Source data
◇ ◇ ◇ ◇
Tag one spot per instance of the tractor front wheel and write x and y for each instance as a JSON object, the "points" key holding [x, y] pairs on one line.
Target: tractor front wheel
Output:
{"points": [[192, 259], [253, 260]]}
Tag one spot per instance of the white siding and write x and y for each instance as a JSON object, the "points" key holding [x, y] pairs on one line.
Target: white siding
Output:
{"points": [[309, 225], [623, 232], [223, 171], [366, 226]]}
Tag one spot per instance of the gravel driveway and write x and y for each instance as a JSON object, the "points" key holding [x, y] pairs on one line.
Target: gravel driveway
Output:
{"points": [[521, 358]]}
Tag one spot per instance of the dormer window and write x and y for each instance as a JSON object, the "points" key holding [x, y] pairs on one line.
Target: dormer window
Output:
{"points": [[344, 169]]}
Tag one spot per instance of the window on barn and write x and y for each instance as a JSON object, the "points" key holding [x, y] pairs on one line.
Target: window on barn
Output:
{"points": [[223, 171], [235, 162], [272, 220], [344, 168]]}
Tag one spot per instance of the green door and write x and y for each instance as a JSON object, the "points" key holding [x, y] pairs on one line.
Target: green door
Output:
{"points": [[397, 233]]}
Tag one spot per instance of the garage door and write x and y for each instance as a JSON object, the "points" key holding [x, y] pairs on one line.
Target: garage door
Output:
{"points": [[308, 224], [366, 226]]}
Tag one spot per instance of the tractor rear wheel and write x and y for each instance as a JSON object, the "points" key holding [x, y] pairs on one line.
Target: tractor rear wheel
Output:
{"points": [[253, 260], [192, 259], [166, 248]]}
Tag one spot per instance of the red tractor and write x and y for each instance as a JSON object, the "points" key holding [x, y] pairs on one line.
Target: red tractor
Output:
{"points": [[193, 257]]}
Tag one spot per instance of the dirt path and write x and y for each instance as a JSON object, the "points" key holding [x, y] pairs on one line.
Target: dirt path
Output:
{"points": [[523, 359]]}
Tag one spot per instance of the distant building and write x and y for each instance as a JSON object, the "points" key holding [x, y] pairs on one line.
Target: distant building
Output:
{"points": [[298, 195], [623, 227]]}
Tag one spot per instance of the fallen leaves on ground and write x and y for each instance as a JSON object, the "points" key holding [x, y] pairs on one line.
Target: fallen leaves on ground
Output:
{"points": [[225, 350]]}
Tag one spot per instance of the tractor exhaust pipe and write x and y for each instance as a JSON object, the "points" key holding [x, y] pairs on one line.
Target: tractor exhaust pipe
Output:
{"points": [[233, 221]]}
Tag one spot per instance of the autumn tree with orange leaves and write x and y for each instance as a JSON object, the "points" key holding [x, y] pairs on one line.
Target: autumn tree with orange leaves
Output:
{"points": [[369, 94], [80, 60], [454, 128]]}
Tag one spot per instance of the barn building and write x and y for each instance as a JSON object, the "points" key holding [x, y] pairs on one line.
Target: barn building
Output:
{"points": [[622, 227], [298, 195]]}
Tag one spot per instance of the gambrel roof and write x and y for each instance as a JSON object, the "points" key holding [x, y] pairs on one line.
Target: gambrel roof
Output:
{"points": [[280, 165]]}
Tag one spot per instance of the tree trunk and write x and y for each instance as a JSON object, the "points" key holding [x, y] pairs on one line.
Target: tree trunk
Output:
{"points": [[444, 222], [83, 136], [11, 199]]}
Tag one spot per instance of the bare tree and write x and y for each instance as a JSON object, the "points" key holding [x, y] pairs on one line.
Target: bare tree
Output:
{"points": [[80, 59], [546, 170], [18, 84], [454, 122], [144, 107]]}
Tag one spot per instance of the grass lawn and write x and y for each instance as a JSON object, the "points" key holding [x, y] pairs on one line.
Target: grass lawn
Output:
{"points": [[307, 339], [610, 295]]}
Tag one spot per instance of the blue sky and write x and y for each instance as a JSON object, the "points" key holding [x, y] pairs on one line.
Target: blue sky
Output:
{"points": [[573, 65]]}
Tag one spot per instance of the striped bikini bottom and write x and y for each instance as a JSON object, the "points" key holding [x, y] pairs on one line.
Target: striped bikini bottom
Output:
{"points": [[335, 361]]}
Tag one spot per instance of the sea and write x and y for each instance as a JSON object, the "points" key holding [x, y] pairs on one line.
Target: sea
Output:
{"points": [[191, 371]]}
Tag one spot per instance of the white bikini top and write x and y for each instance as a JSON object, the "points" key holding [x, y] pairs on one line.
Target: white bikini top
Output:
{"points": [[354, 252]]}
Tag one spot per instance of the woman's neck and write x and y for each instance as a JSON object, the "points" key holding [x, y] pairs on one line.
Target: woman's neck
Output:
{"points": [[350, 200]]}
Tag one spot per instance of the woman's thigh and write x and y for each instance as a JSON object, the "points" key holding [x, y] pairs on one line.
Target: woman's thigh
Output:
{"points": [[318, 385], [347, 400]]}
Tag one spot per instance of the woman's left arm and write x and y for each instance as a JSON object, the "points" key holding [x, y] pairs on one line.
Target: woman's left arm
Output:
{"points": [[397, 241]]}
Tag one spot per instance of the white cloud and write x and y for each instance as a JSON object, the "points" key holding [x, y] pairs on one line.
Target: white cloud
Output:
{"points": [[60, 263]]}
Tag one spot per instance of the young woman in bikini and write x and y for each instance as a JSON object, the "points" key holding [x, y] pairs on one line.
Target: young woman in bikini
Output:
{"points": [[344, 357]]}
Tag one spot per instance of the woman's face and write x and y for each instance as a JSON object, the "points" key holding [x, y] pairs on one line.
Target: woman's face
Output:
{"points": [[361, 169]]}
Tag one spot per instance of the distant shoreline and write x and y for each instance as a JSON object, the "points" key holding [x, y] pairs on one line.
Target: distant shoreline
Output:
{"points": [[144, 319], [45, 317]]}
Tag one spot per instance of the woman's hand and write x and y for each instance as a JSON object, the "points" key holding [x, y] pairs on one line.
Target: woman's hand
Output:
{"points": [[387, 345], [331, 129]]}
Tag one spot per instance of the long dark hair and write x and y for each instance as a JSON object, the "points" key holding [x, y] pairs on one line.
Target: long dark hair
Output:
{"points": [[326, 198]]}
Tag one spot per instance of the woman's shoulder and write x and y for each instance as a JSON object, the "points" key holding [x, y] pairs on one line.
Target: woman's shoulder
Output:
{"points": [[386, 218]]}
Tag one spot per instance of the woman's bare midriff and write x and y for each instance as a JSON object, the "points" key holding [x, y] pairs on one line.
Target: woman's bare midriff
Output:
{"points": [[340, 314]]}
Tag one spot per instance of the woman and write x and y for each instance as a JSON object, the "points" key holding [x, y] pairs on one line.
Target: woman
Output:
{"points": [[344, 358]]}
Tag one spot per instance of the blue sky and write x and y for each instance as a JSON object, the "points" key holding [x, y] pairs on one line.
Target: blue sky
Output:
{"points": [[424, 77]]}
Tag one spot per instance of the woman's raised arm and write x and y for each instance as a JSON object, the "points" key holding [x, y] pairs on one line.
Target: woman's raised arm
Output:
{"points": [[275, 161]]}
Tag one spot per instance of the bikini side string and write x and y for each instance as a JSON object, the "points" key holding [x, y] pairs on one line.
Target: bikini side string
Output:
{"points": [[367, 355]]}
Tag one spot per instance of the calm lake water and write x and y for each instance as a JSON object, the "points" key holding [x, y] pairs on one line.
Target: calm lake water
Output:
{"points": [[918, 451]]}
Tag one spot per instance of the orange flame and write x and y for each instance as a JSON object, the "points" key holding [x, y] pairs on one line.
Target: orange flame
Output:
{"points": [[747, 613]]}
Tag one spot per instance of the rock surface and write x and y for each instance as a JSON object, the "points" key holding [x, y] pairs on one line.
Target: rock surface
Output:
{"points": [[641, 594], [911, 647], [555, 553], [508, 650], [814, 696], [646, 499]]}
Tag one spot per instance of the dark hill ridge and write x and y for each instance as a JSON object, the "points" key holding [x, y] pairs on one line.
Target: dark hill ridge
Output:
◇ ◇ ◇ ◇
Required work — Copy every line in the entries above that has the string "ground" in it.

Answer space —
Tag one spot per instance of the fallen leaves on ground and write x and y for each instance as a JSON object, the "points" key holding [x, y] pairs on one line.
Target: fallen leaves on ground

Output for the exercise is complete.